* Begin *
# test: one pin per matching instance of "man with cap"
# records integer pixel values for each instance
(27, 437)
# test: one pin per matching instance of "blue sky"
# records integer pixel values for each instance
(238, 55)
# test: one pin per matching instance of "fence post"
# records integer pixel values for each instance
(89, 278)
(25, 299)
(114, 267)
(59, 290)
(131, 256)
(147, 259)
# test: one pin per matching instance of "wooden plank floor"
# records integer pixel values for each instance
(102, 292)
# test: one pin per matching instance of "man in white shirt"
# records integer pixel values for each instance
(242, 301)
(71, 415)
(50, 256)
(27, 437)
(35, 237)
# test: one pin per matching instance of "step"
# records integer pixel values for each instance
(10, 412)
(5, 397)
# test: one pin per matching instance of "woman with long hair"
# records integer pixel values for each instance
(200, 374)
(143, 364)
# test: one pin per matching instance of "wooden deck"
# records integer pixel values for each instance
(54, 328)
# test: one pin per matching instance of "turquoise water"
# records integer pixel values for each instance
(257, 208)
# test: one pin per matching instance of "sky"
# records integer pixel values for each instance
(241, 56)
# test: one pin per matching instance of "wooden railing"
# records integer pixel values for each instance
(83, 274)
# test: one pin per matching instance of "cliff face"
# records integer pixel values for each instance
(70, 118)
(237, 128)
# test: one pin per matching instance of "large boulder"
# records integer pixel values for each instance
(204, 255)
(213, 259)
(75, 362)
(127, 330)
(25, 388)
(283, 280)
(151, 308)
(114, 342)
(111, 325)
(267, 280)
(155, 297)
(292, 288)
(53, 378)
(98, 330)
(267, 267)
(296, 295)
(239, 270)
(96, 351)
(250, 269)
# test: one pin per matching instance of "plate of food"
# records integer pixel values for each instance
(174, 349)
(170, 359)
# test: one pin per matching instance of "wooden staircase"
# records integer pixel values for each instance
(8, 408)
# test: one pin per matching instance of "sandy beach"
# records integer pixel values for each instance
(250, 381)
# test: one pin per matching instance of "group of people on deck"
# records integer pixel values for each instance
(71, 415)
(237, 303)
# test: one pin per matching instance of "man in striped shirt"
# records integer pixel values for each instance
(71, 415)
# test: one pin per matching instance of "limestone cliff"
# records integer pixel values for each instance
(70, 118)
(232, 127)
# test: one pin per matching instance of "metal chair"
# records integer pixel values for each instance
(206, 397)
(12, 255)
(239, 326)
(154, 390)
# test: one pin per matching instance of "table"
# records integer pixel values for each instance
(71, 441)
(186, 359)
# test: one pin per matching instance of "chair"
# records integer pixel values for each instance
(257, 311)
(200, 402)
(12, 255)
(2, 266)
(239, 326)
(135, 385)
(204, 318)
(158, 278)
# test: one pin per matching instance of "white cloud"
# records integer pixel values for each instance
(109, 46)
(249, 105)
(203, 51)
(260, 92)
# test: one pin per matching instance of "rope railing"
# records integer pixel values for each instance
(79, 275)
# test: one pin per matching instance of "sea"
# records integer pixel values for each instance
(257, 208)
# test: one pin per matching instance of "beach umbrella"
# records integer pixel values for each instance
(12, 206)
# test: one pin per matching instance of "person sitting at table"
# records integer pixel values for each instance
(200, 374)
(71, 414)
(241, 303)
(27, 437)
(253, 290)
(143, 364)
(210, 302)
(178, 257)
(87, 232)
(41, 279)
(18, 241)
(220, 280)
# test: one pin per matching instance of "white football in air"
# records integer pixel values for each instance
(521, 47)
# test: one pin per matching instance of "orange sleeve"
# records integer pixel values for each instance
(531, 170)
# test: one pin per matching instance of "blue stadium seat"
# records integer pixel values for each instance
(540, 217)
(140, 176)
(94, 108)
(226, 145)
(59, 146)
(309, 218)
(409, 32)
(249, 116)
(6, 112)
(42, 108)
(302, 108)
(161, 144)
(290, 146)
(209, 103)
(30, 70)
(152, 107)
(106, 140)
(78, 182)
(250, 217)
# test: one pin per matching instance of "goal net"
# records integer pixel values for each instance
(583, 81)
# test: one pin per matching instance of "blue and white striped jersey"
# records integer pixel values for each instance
* End *
- Work to complete
Copy out each record exactly as given, omitting none.

- Complete output
# test: one pin per matching instance of "man with cap"
# records integer pixel values for each instance
(27, 437)
# test: one pin per matching instance of "blue sky"
# records integer pixel values for each instance
(238, 55)
# test: one pin per matching instance of "fence post"
# records integer pixel values for each instance
(89, 278)
(25, 299)
(114, 267)
(59, 290)
(131, 256)
(147, 259)
# test: one pin per matching instance of "wooden plank floor"
# records integer pixel values for each instance
(102, 292)
# test: one pin per matching instance of "man in white shirt"
# records integer pixel values for each instance
(242, 301)
(71, 415)
(50, 256)
(27, 437)
(35, 237)
# test: one pin per matching instance of "step"
# records integer pixel values for each instance
(10, 412)
(5, 397)
# test: one pin per matching instance of "woman with long hair"
# records integer pixel values for each instance
(200, 374)
(143, 364)
# test: one pin per matching instance of "wooden deck"
# records integer pixel values for each instance
(54, 328)
# test: one pin per matching instance of "turquoise water"
# records integer pixel values for each instance
(257, 208)
# test: one pin per matching instance of "sky"
# records integer pixel values for each instance
(241, 56)
# test: one pin per matching instance of "wooden railing"
# records integer pixel values for each instance
(83, 274)
# test: one pin per matching instance of "cliff face"
# records integer pixel values for each instance
(70, 118)
(237, 128)
# test: one pin per matching instance of "large boulder"
# records integer pixel values for each instance
(204, 255)
(213, 259)
(75, 362)
(127, 330)
(25, 388)
(283, 280)
(151, 308)
(114, 342)
(111, 325)
(267, 280)
(155, 297)
(292, 288)
(53, 378)
(98, 330)
(267, 267)
(296, 295)
(239, 270)
(96, 351)
(250, 269)
# test: one pin per matching instance of "plate of food"
# records integer pixel values for each instance
(174, 349)
(170, 359)
# test: one pin per matching instance of "wooden staircase"
# records integer pixel values for each instance
(8, 408)
# test: one pin per matching instance of "sandy beach"
# records integer pixel values for each instance
(250, 381)
# test: one pin per matching instance of "group of people on deck"
# records integer pixel values for each instance
(71, 415)
(237, 303)
# test: one pin per matching instance of "man in striped shirt"
# records integer pixel values for each instance
(71, 415)
# test: one pin per matching instance of "limestone cliff"
# records integer pixel values for each instance
(70, 118)
(232, 127)
# test: one pin per matching instance of "metal chair"
# records integer pixel values for each instance
(206, 397)
(12, 255)
(239, 326)
(154, 390)
# test: one pin per matching instance of "table"
# records integer pixel values for each instance
(71, 441)
(186, 359)
# test: one pin per matching instance of "chair"
# records integer pixel values for each instance
(257, 311)
(200, 402)
(12, 255)
(2, 266)
(239, 326)
(135, 385)
(204, 318)
(158, 278)
# test: one pin per matching instance of "white cloud"
# records integer pixel values for each instance
(109, 46)
(249, 105)
(203, 51)
(260, 92)
# test: one pin per matching instance of "rope railing"
# records integer pixel values for each instance
(79, 275)
# test: one pin per matching instance of "sea"
# records integer pixel values for each instance
(257, 208)
# test: one pin per matching instance of "beach umbrella"
# records integer pixel values for each instance
(12, 206)
# test: one pin per matching instance of "person sitting at table"
# records integer pixel values for each instance
(200, 374)
(71, 414)
(241, 303)
(27, 437)
(253, 290)
(143, 364)
(210, 302)
(178, 257)
(87, 232)
(41, 279)
(18, 241)
(220, 280)
# test: one pin per matching instance of "white football in air"
# records integer pixel values for each instance
(521, 47)
# test: one pin per matching instance of "orange sleeve"
# records integer pixel values for each instance
(531, 170)
# test: one pin per matching instance of "blue stadium seat"
# records integer pixel values for each instance
(540, 217)
(140, 176)
(94, 108)
(226, 145)
(59, 146)
(309, 218)
(409, 32)
(249, 116)
(6, 112)
(42, 108)
(302, 108)
(161, 144)
(290, 146)
(209, 103)
(30, 70)
(152, 107)
(106, 140)
(78, 182)
(250, 217)
# test: one pin per matching instance of "goal net"
# records integer pixel values for each instance
(583, 81)
# test: one pin per matching instance of "blue and white striped jersey"
# records integer pixel values for each instance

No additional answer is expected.